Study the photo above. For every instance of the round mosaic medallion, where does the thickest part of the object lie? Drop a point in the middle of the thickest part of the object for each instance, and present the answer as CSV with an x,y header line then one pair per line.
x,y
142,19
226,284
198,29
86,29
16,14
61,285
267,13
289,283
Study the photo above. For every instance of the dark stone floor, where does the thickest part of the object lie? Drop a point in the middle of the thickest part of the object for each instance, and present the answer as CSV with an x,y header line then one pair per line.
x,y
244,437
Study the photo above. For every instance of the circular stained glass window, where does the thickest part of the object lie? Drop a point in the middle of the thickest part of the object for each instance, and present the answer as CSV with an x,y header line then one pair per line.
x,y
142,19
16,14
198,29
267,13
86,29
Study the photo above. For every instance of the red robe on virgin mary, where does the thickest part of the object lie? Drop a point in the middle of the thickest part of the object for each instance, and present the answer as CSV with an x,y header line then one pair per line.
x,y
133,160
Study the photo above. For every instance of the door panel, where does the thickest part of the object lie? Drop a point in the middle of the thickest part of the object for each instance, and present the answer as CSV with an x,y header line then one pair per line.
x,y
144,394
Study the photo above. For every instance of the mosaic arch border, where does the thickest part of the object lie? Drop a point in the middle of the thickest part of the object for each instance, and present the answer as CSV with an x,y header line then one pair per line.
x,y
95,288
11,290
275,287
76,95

· · · · · · ·

Each record must be output exactly, with none omitted.

» ANSWER
Study the photo above. For every instance of the round mosaic medallion, where does the thickest part of the object lie? Drop a point in the middle of the thickest part of the object for each instance, and present the answer as CSV with an x,y header line then one pair per line.
x,y
142,19
226,284
198,29
86,29
16,14
61,285
267,13
289,283
Study the photo above. For every instance of the dark stone floor, where does the thickest part of the object lie? Drop a point in the middle of the thickest part of the object for each instance, and present the answer as CSV with an x,y header line then one pair per line.
x,y
244,437
Study the photo above. For every instance of the circular stained glass window, where does the thickest part of the object lie? Drop a point in the middle of the thickest part of the object for each instance, and present the answer as CSV with an x,y header line then one pair per line.
x,y
142,19
16,14
198,29
267,13
86,29
Study the photo above. For every instance of the red robe on virgin mary, where does the thickest part of the object lie? Drop a point in the middle of the thickest part of the object for each instance, and present the answer as CSV with an x,y header line then one pair per line.
x,y
133,160
Study the photo above. For every instance of the door panel, where does the thickest part of the object lie? Drop a point in the middle of the thickest part of the object for each instance, and present the answer as CSV with an x,y header line then one pair per line.
x,y
144,394
Study the photo above. For every instance of the mosaic arch border, where does the thickest part of the object lie? Drop a point in the middle of the thickest part of the object for each instance, and present the answer as CSV with an x,y header line then one pair per line.
x,y
95,288
11,290
275,287
76,95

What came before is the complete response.